◆ WHAT THE EXERCISE ASKS ◆
How many lines in the records below contain the string "parquet", matching case exactly? Reply with the number only.

------------

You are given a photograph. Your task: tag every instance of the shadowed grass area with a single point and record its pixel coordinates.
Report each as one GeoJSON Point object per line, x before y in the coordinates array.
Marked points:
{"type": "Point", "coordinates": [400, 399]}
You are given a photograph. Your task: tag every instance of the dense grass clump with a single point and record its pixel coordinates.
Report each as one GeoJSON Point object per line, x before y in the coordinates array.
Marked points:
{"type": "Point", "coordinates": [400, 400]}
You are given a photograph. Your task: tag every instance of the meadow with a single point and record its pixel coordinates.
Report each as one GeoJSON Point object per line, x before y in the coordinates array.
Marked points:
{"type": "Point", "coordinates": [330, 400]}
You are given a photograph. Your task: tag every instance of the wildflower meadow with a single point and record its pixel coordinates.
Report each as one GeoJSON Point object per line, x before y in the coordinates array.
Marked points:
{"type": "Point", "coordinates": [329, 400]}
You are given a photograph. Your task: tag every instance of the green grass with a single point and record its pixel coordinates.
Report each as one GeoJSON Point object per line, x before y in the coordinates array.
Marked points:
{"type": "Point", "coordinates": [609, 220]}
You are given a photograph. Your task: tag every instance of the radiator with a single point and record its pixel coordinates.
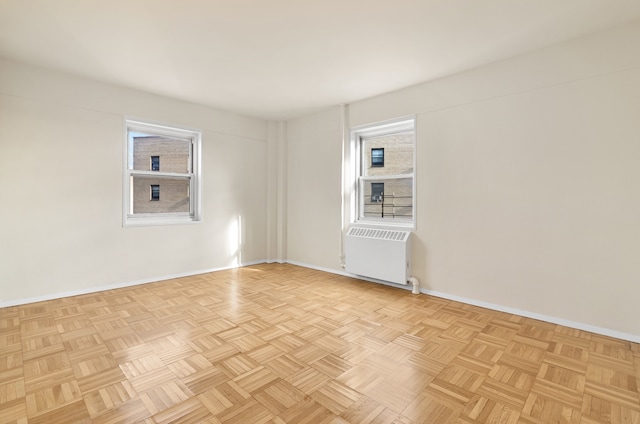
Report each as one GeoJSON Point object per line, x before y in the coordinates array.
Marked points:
{"type": "Point", "coordinates": [379, 254]}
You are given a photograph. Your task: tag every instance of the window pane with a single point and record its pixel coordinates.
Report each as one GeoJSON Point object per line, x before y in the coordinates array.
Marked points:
{"type": "Point", "coordinates": [377, 156]}
{"type": "Point", "coordinates": [173, 195]}
{"type": "Point", "coordinates": [173, 153]}
{"type": "Point", "coordinates": [394, 153]}
{"type": "Point", "coordinates": [391, 199]}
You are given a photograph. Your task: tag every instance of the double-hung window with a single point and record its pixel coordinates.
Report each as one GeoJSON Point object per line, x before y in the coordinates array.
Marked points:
{"type": "Point", "coordinates": [162, 175]}
{"type": "Point", "coordinates": [384, 156]}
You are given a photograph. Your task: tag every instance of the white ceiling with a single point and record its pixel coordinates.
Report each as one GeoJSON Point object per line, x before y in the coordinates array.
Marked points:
{"type": "Point", "coordinates": [279, 59]}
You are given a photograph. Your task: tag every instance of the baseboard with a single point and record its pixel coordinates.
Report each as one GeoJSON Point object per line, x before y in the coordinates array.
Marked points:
{"type": "Point", "coordinates": [98, 289]}
{"type": "Point", "coordinates": [500, 308]}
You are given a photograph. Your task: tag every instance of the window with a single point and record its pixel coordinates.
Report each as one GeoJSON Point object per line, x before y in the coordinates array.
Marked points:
{"type": "Point", "coordinates": [155, 192]}
{"type": "Point", "coordinates": [180, 175]}
{"type": "Point", "coordinates": [384, 163]}
{"type": "Point", "coordinates": [377, 156]}
{"type": "Point", "coordinates": [377, 191]}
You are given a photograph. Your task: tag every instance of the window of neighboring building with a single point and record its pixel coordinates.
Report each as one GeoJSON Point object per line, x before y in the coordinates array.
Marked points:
{"type": "Point", "coordinates": [377, 191]}
{"type": "Point", "coordinates": [155, 192]}
{"type": "Point", "coordinates": [179, 177]}
{"type": "Point", "coordinates": [384, 156]}
{"type": "Point", "coordinates": [377, 156]}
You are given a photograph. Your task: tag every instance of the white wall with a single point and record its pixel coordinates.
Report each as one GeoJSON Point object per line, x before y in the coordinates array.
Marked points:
{"type": "Point", "coordinates": [61, 158]}
{"type": "Point", "coordinates": [314, 175]}
{"type": "Point", "coordinates": [527, 182]}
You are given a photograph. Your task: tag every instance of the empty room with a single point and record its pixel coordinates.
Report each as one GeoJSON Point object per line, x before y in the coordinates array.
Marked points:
{"type": "Point", "coordinates": [302, 211]}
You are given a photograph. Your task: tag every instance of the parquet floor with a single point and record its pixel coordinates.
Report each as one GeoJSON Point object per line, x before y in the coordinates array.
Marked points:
{"type": "Point", "coordinates": [283, 344]}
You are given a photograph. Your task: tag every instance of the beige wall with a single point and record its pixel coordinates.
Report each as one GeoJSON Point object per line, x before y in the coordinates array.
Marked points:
{"type": "Point", "coordinates": [527, 181]}
{"type": "Point", "coordinates": [61, 167]}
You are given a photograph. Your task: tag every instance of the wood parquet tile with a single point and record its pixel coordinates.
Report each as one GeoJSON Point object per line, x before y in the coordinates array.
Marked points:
{"type": "Point", "coordinates": [275, 344]}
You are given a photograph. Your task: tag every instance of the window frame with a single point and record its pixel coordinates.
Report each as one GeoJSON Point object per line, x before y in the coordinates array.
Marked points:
{"type": "Point", "coordinates": [359, 181]}
{"type": "Point", "coordinates": [377, 165]}
{"type": "Point", "coordinates": [155, 192]}
{"type": "Point", "coordinates": [193, 175]}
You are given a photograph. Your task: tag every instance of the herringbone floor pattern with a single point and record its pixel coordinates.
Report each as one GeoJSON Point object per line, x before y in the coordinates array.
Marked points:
{"type": "Point", "coordinates": [284, 344]}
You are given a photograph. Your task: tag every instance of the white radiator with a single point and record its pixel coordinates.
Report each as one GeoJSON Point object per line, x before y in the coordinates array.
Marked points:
{"type": "Point", "coordinates": [379, 254]}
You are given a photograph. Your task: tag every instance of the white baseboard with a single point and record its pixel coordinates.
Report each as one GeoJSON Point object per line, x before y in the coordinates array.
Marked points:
{"type": "Point", "coordinates": [500, 308]}
{"type": "Point", "coordinates": [89, 290]}
{"type": "Point", "coordinates": [554, 320]}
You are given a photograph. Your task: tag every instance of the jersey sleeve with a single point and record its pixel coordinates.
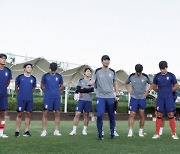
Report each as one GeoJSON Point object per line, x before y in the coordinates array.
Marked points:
{"type": "Point", "coordinates": [10, 75]}
{"type": "Point", "coordinates": [94, 76]}
{"type": "Point", "coordinates": [17, 81]}
{"type": "Point", "coordinates": [174, 80]}
{"type": "Point", "coordinates": [60, 80]}
{"type": "Point", "coordinates": [128, 80]}
{"type": "Point", "coordinates": [149, 81]}
{"type": "Point", "coordinates": [155, 80]}
{"type": "Point", "coordinates": [79, 83]}
{"type": "Point", "coordinates": [34, 83]}
{"type": "Point", "coordinates": [115, 77]}
{"type": "Point", "coordinates": [43, 80]}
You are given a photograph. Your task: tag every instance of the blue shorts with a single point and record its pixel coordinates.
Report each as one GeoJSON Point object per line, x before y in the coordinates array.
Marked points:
{"type": "Point", "coordinates": [136, 104]}
{"type": "Point", "coordinates": [3, 103]}
{"type": "Point", "coordinates": [84, 106]}
{"type": "Point", "coordinates": [52, 104]}
{"type": "Point", "coordinates": [165, 104]}
{"type": "Point", "coordinates": [25, 106]}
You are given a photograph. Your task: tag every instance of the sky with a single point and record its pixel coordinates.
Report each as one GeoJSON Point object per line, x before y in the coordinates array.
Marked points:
{"type": "Point", "coordinates": [81, 31]}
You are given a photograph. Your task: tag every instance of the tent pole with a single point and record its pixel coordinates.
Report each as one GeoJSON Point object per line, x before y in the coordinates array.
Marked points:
{"type": "Point", "coordinates": [65, 103]}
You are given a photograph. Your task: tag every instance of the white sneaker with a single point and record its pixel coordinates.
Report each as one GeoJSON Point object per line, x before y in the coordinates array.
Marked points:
{"type": "Point", "coordinates": [141, 134]}
{"type": "Point", "coordinates": [72, 133]}
{"type": "Point", "coordinates": [84, 132]}
{"type": "Point", "coordinates": [130, 134]}
{"type": "Point", "coordinates": [156, 136]}
{"type": "Point", "coordinates": [57, 133]}
{"type": "Point", "coordinates": [44, 133]}
{"type": "Point", "coordinates": [116, 134]}
{"type": "Point", "coordinates": [4, 136]}
{"type": "Point", "coordinates": [175, 137]}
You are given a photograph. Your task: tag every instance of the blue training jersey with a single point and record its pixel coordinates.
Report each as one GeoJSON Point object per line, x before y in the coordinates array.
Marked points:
{"type": "Point", "coordinates": [25, 84]}
{"type": "Point", "coordinates": [52, 83]}
{"type": "Point", "coordinates": [165, 84]}
{"type": "Point", "coordinates": [5, 77]}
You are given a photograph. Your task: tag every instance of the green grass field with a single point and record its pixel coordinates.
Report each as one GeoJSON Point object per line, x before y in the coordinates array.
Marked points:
{"type": "Point", "coordinates": [88, 144]}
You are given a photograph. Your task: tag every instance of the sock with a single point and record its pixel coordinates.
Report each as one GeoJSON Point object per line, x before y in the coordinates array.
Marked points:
{"type": "Point", "coordinates": [161, 130]}
{"type": "Point", "coordinates": [172, 124]}
{"type": "Point", "coordinates": [140, 130]}
{"type": "Point", "coordinates": [74, 128]}
{"type": "Point", "coordinates": [85, 128]}
{"type": "Point", "coordinates": [130, 130]}
{"type": "Point", "coordinates": [2, 127]}
{"type": "Point", "coordinates": [158, 124]}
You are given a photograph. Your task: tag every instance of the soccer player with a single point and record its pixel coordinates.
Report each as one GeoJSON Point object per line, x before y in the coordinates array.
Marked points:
{"type": "Point", "coordinates": [165, 84]}
{"type": "Point", "coordinates": [5, 77]}
{"type": "Point", "coordinates": [52, 85]}
{"type": "Point", "coordinates": [24, 86]}
{"type": "Point", "coordinates": [106, 87]}
{"type": "Point", "coordinates": [165, 115]}
{"type": "Point", "coordinates": [84, 103]}
{"type": "Point", "coordinates": [138, 93]}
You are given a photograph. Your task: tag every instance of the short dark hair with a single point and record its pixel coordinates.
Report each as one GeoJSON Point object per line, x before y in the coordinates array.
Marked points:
{"type": "Point", "coordinates": [3, 55]}
{"type": "Point", "coordinates": [87, 68]}
{"type": "Point", "coordinates": [105, 57]}
{"type": "Point", "coordinates": [163, 65]}
{"type": "Point", "coordinates": [53, 66]}
{"type": "Point", "coordinates": [25, 65]}
{"type": "Point", "coordinates": [139, 68]}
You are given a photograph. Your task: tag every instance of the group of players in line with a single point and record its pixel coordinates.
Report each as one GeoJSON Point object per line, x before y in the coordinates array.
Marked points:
{"type": "Point", "coordinates": [104, 83]}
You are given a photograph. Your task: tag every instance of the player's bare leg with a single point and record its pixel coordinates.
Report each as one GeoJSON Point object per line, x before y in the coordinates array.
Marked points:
{"type": "Point", "coordinates": [172, 124]}
{"type": "Point", "coordinates": [27, 121]}
{"type": "Point", "coordinates": [86, 122]}
{"type": "Point", "coordinates": [158, 125]}
{"type": "Point", "coordinates": [141, 122]}
{"type": "Point", "coordinates": [131, 123]}
{"type": "Point", "coordinates": [44, 122]}
{"type": "Point", "coordinates": [18, 121]}
{"type": "Point", "coordinates": [75, 123]}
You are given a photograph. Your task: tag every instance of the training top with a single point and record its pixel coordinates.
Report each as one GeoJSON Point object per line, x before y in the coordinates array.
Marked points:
{"type": "Point", "coordinates": [25, 84]}
{"type": "Point", "coordinates": [52, 83]}
{"type": "Point", "coordinates": [5, 77]}
{"type": "Point", "coordinates": [138, 84]}
{"type": "Point", "coordinates": [165, 84]}
{"type": "Point", "coordinates": [104, 82]}
{"type": "Point", "coordinates": [84, 84]}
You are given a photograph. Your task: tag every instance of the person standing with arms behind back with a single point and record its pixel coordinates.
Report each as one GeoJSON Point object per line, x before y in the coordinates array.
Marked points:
{"type": "Point", "coordinates": [84, 103]}
{"type": "Point", "coordinates": [5, 77]}
{"type": "Point", "coordinates": [138, 91]}
{"type": "Point", "coordinates": [24, 86]}
{"type": "Point", "coordinates": [165, 84]}
{"type": "Point", "coordinates": [52, 85]}
{"type": "Point", "coordinates": [106, 94]}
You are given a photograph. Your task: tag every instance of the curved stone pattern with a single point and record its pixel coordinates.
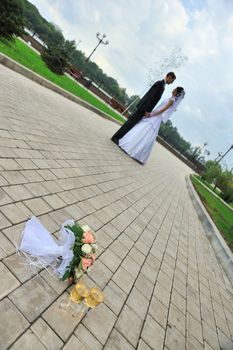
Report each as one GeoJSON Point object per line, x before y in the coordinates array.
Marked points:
{"type": "Point", "coordinates": [164, 286]}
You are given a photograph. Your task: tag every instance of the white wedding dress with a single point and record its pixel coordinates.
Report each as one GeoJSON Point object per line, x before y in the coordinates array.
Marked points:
{"type": "Point", "coordinates": [138, 142]}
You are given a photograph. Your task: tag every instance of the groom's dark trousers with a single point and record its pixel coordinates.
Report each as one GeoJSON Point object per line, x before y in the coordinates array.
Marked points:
{"type": "Point", "coordinates": [146, 104]}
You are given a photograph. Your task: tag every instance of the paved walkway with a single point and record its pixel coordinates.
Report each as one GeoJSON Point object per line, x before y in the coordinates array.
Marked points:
{"type": "Point", "coordinates": [164, 287]}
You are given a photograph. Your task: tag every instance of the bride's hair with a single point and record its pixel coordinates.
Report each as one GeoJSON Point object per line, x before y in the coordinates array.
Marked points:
{"type": "Point", "coordinates": [180, 92]}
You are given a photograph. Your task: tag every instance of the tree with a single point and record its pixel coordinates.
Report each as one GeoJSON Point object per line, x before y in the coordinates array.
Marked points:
{"type": "Point", "coordinates": [212, 171]}
{"type": "Point", "coordinates": [58, 56]}
{"type": "Point", "coordinates": [11, 19]}
{"type": "Point", "coordinates": [172, 61]}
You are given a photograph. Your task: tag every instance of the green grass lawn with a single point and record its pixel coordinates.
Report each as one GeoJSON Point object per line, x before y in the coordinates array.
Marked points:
{"type": "Point", "coordinates": [20, 52]}
{"type": "Point", "coordinates": [210, 186]}
{"type": "Point", "coordinates": [220, 213]}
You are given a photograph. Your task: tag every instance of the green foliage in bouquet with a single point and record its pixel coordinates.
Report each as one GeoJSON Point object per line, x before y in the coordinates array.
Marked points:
{"type": "Point", "coordinates": [84, 249]}
{"type": "Point", "coordinates": [78, 233]}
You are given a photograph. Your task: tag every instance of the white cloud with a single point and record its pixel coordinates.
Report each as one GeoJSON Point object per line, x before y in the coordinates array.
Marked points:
{"type": "Point", "coordinates": [141, 32]}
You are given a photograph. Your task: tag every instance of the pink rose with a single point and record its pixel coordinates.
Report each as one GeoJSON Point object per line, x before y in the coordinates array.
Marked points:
{"type": "Point", "coordinates": [88, 237]}
{"type": "Point", "coordinates": [93, 257]}
{"type": "Point", "coordinates": [86, 263]}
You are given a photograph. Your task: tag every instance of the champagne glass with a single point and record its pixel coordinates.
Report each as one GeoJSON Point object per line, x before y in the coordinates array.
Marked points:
{"type": "Point", "coordinates": [79, 292]}
{"type": "Point", "coordinates": [95, 297]}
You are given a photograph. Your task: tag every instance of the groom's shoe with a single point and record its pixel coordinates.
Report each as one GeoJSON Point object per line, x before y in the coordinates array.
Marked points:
{"type": "Point", "coordinates": [116, 141]}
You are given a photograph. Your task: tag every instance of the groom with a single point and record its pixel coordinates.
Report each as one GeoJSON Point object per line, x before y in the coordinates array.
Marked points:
{"type": "Point", "coordinates": [146, 104]}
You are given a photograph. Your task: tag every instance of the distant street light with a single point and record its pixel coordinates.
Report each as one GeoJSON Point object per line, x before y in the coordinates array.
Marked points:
{"type": "Point", "coordinates": [78, 43]}
{"type": "Point", "coordinates": [101, 41]}
{"type": "Point", "coordinates": [224, 154]}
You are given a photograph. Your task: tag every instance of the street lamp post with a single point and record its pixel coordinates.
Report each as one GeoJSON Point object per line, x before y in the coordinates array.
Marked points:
{"type": "Point", "coordinates": [101, 41]}
{"type": "Point", "coordinates": [224, 154]}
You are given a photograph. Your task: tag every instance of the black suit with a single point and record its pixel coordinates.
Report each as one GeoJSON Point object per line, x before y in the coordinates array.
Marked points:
{"type": "Point", "coordinates": [146, 104]}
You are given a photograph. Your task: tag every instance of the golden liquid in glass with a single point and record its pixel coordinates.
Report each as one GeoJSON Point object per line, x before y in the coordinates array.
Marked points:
{"type": "Point", "coordinates": [94, 298]}
{"type": "Point", "coordinates": [79, 292]}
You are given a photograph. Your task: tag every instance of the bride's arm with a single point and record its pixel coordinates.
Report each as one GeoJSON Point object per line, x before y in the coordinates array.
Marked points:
{"type": "Point", "coordinates": [153, 114]}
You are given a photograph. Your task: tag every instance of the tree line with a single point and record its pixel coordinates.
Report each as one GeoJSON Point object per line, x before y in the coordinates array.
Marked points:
{"type": "Point", "coordinates": [18, 14]}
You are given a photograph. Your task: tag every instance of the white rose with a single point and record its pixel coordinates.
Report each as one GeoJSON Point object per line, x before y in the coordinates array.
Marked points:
{"type": "Point", "coordinates": [86, 249]}
{"type": "Point", "coordinates": [86, 228]}
{"type": "Point", "coordinates": [94, 246]}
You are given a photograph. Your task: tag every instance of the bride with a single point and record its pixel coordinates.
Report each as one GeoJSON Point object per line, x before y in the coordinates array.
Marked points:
{"type": "Point", "coordinates": [138, 142]}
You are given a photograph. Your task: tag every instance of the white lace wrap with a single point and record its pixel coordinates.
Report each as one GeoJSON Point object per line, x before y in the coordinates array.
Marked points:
{"type": "Point", "coordinates": [40, 245]}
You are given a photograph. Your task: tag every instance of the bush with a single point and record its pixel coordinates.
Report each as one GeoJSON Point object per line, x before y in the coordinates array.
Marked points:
{"type": "Point", "coordinates": [57, 56]}
{"type": "Point", "coordinates": [11, 19]}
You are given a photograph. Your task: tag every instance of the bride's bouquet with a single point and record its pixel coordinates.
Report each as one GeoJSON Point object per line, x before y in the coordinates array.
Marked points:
{"type": "Point", "coordinates": [70, 257]}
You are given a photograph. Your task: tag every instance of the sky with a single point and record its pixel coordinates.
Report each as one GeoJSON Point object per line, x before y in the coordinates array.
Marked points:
{"type": "Point", "coordinates": [142, 35]}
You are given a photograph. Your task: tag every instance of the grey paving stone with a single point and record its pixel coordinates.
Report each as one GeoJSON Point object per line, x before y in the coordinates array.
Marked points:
{"type": "Point", "coordinates": [14, 323]}
{"type": "Point", "coordinates": [100, 321]}
{"type": "Point", "coordinates": [117, 342]}
{"type": "Point", "coordinates": [28, 341]}
{"type": "Point", "coordinates": [143, 221]}
{"type": "Point", "coordinates": [130, 325]}
{"type": "Point", "coordinates": [9, 282]}
{"type": "Point", "coordinates": [87, 338]}
{"type": "Point", "coordinates": [33, 297]}
{"type": "Point", "coordinates": [114, 297]}
{"type": "Point", "coordinates": [46, 335]}
{"type": "Point", "coordinates": [61, 321]}
{"type": "Point", "coordinates": [153, 334]}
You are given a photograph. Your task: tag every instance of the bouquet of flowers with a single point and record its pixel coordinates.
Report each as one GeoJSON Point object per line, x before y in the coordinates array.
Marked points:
{"type": "Point", "coordinates": [84, 250]}
{"type": "Point", "coordinates": [70, 257]}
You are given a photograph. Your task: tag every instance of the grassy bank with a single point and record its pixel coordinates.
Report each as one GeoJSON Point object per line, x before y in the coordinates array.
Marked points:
{"type": "Point", "coordinates": [23, 54]}
{"type": "Point", "coordinates": [220, 213]}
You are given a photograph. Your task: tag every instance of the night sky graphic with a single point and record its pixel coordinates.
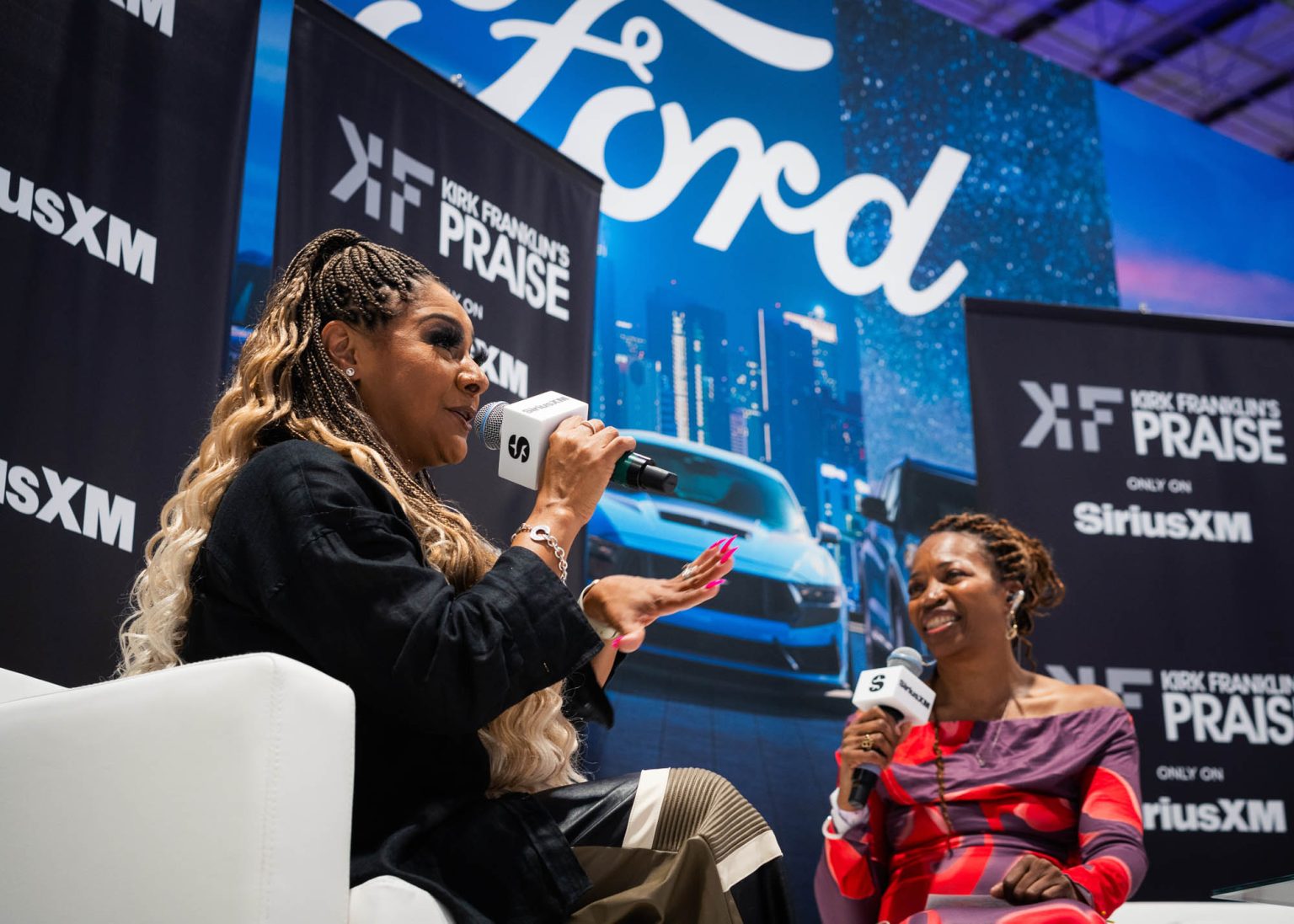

------------

◆ RESPONSE FOR THIS EXERCISE ◆
2